#### The records
---
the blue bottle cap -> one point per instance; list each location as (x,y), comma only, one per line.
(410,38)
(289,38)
---
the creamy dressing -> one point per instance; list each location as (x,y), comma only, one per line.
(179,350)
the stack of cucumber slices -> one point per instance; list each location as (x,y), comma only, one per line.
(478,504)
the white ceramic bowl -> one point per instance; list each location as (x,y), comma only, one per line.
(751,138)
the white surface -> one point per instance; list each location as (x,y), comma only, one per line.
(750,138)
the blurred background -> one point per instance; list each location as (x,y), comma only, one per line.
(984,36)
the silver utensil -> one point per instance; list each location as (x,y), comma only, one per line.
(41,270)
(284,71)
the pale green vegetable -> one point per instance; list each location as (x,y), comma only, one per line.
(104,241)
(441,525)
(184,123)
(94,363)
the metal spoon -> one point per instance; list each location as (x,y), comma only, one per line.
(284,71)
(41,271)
---
#### Exercise aim
Show every line of the listing above that contains the word "white". Case counts.

#### Task solution
the white ceramic bowl -> one point per instance; list each location as (x,y), comma only, one per line.
the white surface -> one point per instance; list each location as (x,y), comma only, one per line.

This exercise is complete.